Exercise directions
Gather every line in the listing below that contains the string "pole", and copy each one in full.
>> start
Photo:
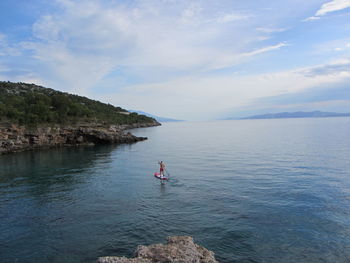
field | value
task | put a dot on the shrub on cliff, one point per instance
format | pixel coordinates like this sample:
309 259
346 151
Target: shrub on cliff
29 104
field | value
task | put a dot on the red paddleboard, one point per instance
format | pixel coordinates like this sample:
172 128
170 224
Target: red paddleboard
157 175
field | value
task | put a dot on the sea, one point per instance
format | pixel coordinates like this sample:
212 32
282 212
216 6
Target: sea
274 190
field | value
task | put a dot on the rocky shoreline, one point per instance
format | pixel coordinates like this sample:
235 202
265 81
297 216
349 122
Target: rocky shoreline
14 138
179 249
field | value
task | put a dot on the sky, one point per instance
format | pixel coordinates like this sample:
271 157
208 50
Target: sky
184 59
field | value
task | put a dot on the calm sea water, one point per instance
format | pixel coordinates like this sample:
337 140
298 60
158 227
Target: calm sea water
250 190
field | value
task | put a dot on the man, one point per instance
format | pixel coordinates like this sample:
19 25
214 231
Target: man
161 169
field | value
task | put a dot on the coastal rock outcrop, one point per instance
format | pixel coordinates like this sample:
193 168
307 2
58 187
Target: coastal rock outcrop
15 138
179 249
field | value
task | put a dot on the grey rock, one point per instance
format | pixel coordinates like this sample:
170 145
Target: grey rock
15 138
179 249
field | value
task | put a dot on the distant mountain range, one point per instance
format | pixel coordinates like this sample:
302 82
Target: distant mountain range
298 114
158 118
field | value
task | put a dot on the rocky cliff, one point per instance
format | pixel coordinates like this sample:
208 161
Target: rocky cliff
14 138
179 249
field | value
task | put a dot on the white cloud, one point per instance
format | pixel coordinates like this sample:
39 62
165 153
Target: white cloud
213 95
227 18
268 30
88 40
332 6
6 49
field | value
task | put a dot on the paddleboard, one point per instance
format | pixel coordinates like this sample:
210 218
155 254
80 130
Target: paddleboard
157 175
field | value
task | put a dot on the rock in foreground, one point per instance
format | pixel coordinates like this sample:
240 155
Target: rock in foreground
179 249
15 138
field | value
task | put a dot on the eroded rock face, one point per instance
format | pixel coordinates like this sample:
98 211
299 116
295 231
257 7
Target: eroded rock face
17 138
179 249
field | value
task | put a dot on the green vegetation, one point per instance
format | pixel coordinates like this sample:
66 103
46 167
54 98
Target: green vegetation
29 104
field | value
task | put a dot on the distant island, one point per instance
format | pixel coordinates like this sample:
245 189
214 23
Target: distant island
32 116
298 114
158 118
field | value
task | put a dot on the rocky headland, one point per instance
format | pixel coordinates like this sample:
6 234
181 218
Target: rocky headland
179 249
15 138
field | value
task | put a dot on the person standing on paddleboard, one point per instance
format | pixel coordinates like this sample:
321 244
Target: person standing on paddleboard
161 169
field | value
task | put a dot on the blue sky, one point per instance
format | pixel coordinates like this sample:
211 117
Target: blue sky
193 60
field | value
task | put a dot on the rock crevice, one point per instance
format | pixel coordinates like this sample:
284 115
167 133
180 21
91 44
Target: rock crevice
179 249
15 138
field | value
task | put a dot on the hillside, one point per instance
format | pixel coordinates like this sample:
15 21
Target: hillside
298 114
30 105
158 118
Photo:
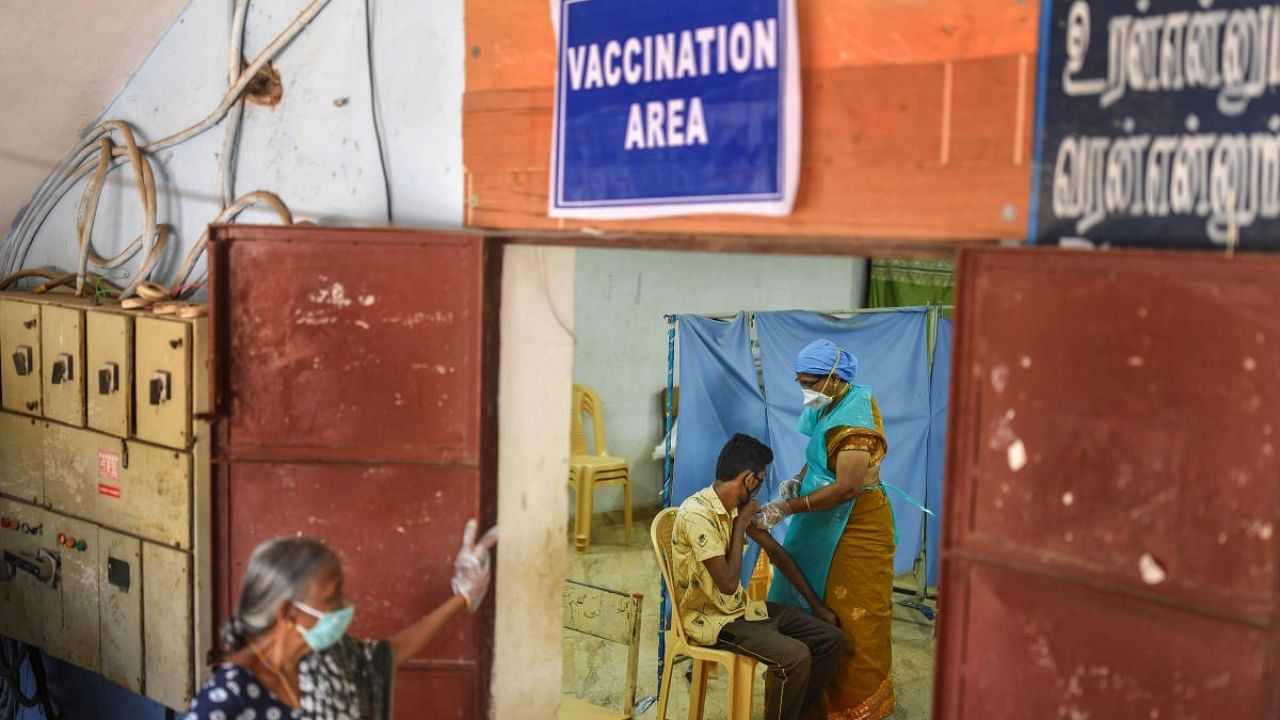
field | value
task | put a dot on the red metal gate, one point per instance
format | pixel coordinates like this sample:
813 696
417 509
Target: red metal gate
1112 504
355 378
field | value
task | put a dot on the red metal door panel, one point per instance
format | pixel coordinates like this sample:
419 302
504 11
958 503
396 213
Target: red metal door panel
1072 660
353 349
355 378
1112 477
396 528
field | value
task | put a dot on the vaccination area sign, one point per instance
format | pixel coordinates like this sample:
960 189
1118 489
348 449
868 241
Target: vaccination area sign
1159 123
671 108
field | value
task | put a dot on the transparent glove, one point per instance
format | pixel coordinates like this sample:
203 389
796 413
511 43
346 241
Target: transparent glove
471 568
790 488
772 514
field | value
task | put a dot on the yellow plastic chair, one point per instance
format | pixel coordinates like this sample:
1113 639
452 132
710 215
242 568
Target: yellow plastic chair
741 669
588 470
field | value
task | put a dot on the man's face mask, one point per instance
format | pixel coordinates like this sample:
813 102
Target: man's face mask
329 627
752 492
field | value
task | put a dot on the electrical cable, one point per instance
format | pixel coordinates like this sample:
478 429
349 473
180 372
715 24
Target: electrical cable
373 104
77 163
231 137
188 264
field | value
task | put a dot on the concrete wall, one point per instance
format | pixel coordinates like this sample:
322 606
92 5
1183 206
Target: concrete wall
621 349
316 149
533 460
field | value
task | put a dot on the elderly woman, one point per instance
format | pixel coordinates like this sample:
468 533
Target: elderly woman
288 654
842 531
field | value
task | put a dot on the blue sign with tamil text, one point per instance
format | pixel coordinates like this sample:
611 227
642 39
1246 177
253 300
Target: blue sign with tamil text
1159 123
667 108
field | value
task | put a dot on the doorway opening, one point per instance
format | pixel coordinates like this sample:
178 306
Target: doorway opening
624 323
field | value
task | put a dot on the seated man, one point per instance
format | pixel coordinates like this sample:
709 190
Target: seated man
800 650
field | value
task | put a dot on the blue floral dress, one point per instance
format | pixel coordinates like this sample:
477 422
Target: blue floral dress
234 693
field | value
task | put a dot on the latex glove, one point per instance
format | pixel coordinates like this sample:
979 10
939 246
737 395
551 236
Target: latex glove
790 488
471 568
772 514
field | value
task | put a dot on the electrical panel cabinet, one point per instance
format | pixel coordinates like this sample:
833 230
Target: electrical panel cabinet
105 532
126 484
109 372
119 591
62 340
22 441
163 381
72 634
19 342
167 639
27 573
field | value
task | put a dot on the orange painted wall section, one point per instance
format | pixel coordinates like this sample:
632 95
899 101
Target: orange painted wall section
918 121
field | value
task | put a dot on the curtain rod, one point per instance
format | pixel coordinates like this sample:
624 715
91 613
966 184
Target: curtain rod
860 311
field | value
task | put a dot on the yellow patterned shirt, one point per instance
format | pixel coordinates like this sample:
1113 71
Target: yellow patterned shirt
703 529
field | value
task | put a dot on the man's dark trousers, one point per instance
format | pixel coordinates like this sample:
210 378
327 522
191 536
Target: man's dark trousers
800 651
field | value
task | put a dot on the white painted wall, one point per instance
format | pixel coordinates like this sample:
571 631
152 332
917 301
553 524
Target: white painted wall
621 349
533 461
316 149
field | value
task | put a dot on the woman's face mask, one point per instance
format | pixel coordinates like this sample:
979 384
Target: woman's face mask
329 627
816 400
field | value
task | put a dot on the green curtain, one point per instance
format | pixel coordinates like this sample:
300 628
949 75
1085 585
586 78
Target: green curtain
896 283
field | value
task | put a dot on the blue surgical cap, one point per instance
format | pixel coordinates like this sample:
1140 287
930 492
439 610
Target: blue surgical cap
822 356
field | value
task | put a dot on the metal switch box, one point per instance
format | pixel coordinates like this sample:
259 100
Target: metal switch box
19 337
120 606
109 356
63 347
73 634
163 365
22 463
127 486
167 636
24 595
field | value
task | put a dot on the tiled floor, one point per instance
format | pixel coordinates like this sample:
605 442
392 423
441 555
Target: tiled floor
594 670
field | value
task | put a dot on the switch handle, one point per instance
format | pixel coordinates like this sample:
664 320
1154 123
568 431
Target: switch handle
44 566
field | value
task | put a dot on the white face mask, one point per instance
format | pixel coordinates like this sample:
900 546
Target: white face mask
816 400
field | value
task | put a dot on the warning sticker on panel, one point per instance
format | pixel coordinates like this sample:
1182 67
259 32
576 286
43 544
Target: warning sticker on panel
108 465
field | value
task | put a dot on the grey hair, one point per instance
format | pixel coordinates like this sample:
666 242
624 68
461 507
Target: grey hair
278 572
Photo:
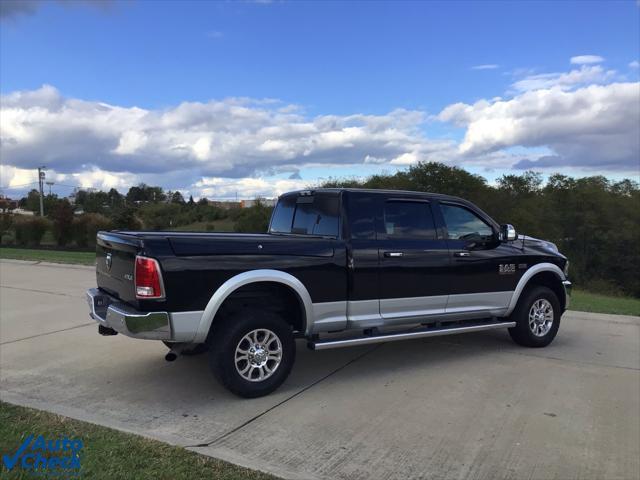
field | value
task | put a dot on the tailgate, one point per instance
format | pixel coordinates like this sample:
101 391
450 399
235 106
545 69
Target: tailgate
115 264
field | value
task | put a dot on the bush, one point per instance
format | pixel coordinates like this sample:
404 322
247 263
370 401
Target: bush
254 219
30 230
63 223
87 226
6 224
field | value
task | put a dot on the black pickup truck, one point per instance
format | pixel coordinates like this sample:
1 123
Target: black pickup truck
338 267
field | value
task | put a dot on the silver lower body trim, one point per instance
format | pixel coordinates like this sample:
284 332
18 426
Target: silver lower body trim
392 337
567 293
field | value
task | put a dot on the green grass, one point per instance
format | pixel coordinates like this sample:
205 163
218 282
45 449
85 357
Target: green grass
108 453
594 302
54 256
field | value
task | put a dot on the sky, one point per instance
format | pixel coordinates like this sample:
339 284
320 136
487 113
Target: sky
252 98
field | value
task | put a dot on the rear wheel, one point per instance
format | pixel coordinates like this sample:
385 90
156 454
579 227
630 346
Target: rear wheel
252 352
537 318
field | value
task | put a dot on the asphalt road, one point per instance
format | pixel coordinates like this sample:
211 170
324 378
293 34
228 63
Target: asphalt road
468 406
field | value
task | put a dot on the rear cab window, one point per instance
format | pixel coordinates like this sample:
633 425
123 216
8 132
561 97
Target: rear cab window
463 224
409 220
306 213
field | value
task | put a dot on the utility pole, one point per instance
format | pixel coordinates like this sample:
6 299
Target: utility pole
>> end
Written solution
task | put a dot on the utility pole, one point per instance
Target: utility pole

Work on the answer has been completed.